**Stated task:**
Restate each of the lines given below, word for word.

**Provided records:**
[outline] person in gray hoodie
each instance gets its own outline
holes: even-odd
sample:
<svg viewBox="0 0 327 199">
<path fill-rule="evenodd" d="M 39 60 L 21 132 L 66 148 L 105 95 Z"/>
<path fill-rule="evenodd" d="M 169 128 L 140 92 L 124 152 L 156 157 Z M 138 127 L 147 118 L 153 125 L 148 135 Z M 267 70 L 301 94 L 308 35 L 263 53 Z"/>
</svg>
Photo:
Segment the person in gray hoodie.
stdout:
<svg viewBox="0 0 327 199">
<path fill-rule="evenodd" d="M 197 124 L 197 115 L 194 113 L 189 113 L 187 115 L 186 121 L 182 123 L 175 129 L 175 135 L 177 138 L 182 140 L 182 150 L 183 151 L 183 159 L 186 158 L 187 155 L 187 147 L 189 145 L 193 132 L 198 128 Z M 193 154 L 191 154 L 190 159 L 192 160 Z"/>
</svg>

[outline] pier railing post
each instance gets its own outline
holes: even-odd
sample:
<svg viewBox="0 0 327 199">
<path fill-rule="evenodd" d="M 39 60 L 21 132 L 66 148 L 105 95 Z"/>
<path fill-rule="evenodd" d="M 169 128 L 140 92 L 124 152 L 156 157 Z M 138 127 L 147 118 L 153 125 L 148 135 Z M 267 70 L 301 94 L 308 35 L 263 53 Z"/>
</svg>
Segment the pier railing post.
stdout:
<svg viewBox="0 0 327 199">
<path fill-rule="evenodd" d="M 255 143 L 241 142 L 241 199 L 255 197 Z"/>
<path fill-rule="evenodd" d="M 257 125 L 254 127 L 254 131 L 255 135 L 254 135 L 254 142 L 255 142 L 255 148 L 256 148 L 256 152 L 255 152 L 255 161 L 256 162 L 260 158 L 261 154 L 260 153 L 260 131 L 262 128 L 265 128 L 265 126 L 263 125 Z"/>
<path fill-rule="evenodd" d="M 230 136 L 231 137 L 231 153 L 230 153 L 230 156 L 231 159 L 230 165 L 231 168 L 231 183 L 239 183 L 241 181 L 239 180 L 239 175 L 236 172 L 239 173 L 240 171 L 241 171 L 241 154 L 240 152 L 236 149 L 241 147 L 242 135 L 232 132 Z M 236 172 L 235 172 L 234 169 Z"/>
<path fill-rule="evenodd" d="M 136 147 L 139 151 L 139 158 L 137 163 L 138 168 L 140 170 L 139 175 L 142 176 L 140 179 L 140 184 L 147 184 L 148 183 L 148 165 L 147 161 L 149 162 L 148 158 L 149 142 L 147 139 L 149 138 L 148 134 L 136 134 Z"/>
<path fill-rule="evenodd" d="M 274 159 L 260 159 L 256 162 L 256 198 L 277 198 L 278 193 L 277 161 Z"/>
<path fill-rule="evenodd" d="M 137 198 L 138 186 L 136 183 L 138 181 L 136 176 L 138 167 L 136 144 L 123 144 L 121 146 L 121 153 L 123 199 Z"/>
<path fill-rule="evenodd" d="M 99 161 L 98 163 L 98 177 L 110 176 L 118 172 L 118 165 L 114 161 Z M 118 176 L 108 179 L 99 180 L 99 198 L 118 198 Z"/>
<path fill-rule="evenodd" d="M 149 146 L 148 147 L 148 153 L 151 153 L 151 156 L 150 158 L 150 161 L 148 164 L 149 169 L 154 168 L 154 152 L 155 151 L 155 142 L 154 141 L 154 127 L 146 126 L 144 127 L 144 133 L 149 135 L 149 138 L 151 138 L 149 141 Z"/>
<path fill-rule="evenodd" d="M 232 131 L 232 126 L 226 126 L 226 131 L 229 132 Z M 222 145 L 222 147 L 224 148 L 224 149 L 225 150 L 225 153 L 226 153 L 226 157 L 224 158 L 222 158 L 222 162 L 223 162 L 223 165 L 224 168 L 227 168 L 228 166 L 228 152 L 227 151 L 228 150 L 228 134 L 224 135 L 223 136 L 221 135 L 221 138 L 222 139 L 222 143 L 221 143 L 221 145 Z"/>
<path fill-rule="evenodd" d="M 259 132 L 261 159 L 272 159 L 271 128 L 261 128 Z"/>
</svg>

**Exercise answer:**
[outline] person in gray hoodie
each instance gets its own outline
holes: even-odd
sample:
<svg viewBox="0 0 327 199">
<path fill-rule="evenodd" d="M 39 60 L 21 132 L 66 148 L 105 95 Z"/>
<path fill-rule="evenodd" d="M 169 128 L 140 92 L 124 152 L 156 157 Z M 138 127 L 147 118 L 153 125 L 148 135 Z M 267 70 L 301 94 L 308 35 L 263 53 Z"/>
</svg>
Photo:
Segment the person in gray hoodie.
stdout:
<svg viewBox="0 0 327 199">
<path fill-rule="evenodd" d="M 197 124 L 197 115 L 194 113 L 189 113 L 187 115 L 186 121 L 182 123 L 175 129 L 175 135 L 177 138 L 182 140 L 182 150 L 183 151 L 183 159 L 186 158 L 187 155 L 187 147 L 189 145 L 193 132 L 198 128 Z M 193 154 L 191 154 L 190 159 L 192 160 Z"/>
</svg>

[outline] pier railing post
each instance gets its own outline
holes: even-odd
sample:
<svg viewBox="0 0 327 199">
<path fill-rule="evenodd" d="M 39 60 L 21 132 L 66 148 L 105 95 Z"/>
<path fill-rule="evenodd" d="M 169 128 L 140 92 L 124 152 L 156 157 Z M 138 127 L 147 118 L 153 125 L 148 135 Z M 267 70 L 301 94 L 308 35 L 263 53 Z"/>
</svg>
Segment the pier railing post.
stdout:
<svg viewBox="0 0 327 199">
<path fill-rule="evenodd" d="M 255 143 L 241 142 L 241 199 L 255 197 Z"/>
<path fill-rule="evenodd" d="M 257 125 L 254 127 L 254 131 L 255 135 L 254 135 L 254 142 L 255 142 L 255 148 L 256 148 L 256 152 L 255 152 L 255 161 L 256 162 L 260 158 L 261 154 L 260 153 L 260 131 L 262 128 L 265 128 L 265 126 L 263 125 Z"/>
<path fill-rule="evenodd" d="M 230 136 L 231 137 L 231 153 L 230 153 L 230 156 L 231 159 L 230 165 L 231 168 L 231 183 L 239 183 L 241 181 L 239 180 L 239 175 L 236 172 L 239 173 L 240 171 L 241 171 L 241 154 L 240 152 L 236 149 L 241 147 L 242 135 L 232 132 Z M 236 172 L 235 172 L 234 169 Z"/>
<path fill-rule="evenodd" d="M 136 147 L 139 151 L 139 158 L 137 163 L 138 168 L 140 170 L 139 175 L 142 176 L 140 179 L 140 184 L 147 184 L 148 183 L 148 165 L 147 161 L 149 162 L 148 158 L 149 142 L 147 139 L 149 138 L 148 134 L 136 134 Z"/>
<path fill-rule="evenodd" d="M 274 159 L 260 159 L 256 162 L 256 198 L 277 198 L 278 193 L 277 161 Z"/>
<path fill-rule="evenodd" d="M 137 198 L 138 186 L 136 183 L 138 181 L 136 176 L 138 167 L 136 144 L 123 144 L 121 146 L 121 153 L 123 199 Z"/>
<path fill-rule="evenodd" d="M 99 161 L 98 163 L 98 177 L 110 176 L 118 172 L 118 165 L 114 161 Z M 118 176 L 108 179 L 99 180 L 99 198 L 118 198 Z"/>
<path fill-rule="evenodd" d="M 149 146 L 148 147 L 148 153 L 151 153 L 151 156 L 150 158 L 150 161 L 148 164 L 149 169 L 154 168 L 154 152 L 155 151 L 155 142 L 154 141 L 154 127 L 146 126 L 144 127 L 144 133 L 149 135 L 149 138 L 151 138 L 149 141 Z"/>
<path fill-rule="evenodd" d="M 232 131 L 232 126 L 226 126 L 226 131 L 229 132 Z M 222 145 L 222 147 L 224 148 L 224 149 L 225 150 L 225 153 L 226 153 L 226 157 L 224 158 L 222 158 L 222 162 L 223 162 L 223 165 L 224 168 L 227 168 L 228 166 L 228 152 L 227 151 L 228 150 L 228 134 L 224 135 L 223 136 L 221 135 L 221 138 L 222 139 L 222 143 L 221 143 L 221 145 Z"/>
<path fill-rule="evenodd" d="M 259 132 L 261 159 L 272 159 L 271 128 L 261 128 Z"/>
</svg>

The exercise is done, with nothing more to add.